WHAT YOU NEED TO DO: Copy the passage below on Julia and Spiral word for word, in full.

SOURCE EXTRACT:
In the field that Julia is aiming for, I'd rather see a benchmark for a CPU based AD library that works on scalars which is a use case in scientific computing. Optimizing this is actually difficult given that none of the mainstream functional languages can do it. I'd expect the same situation as with monads for Julia where the inliner just gives up.

> Of course, we're also cheating since Julia doesn't do type checking and therefore having a highly expressive type system doesn't really cost us much.

I do not know whether the code that was linked in these threads is a representative sample for Julia, but Julia's code to me looks much more like it was written in a static language than Spiral's does.

I think that language wars such as these are necessary in order to come to the truth. It is not that I am being rude on purpose, it is that rudeness in a battle is to be excused and seen as unavoidable. Being right is a process rather than a fact because being able to get it down to a fact is rare and getting the fact to be accepted is even rarer. Cooking a good meal requires flames.

Language semantics have indivisible algorithmic properties that set them apart from each other and hence they cannot ever be equal. The best thing therefore is to enjoy the division. I see this as different than celebrating diversity.


I actually don't know anything about these sorts of things. My complaint is merely that you claimed julia is not even worth comparing with when you don't actually know how tensors are implemented in julia or if whatever it is you're doing here is possible in julia. Instead you compare to PyTorch and assume julia has as shit semantics as PyTorch which is false.

Perhaps someone who knows more can comment on whether or not julia meets your criteria here but either way, I think your presentation is misleading.


I cannot change my attitude otherwise I would never get anything done. The only principle that I hold dear, and the only way I can truly be fair is that if I am actually wrong I will change my mind. I would not be so rough on Julia if it didn't present itself as a direct competitor to Spiral. Since it presents itself as a numerical computation language capable of replacing C++ and dominating machine learning and GPU programming I will hold it to the same standard I would take Spiral.

DATA PROVIDED:
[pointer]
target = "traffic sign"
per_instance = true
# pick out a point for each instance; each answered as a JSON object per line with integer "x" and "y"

ANSWER:
In the field that Julia is aiming for, I'd rather see a benchmark for a CPU based AD library that works on scalars which is a use case in scientific computing. Optimizing this is actually difficult given that none of the mainstream functional languages can do it. I'd expect the same situation as with monads for Julia where the inliner just gives up.

> Of course, we're also cheating since Julia doesn't do type checking and therefore having a highly expressive type system doesn't really cost us much.

I do not know whether the code that was linked in these threads is a representative sample for Julia, but Julia's code to me looks much more like it was written in a static language than Spiral's does.

I think that language wars such as these are necessary in order to come to the truth. It is not that I am being rude on purpose, it is that rudeness in a battle is to be excused and seen as unavoidable. Being right is a process rather than a fact because being able to get it down to a fact is rare and getting the fact to be accepted is even rarer. Cooking a good meal requires flames.

Language semantics have indivisible algorithmic properties that set them apart from each other and hence they cannot ever be equal. The best thing therefore is to enjoy the division. I see this as different than celebrating diversity.


I actually don't know anything about these sorts of things. My complaint is merely that you claimed julia is not even worth comparing with when you don't actually know how tensors are implemented in julia or if whatever it is you're doing here is possible in julia. Instead you compare to PyTorch and assume julia has as shit semantics as PyTorch which is false.

Perhaps someone who knows more can comment on whether or not julia meets your criteria here but either way, I think your presentation is misleading.


I cannot change my attitude otherwise I would never get anything done. The only principle that I hold dear, and the only way I can truly be fair is that if I am actually wrong I will change my mind. I would not be so rough on Julia if it didn't present itself as a direct competitor to Spiral. Since it presents itself as a numerical computation language capable of replacing C++ and dominating machine learning and GPU programming I will hold it to the same standard I would take Spiral.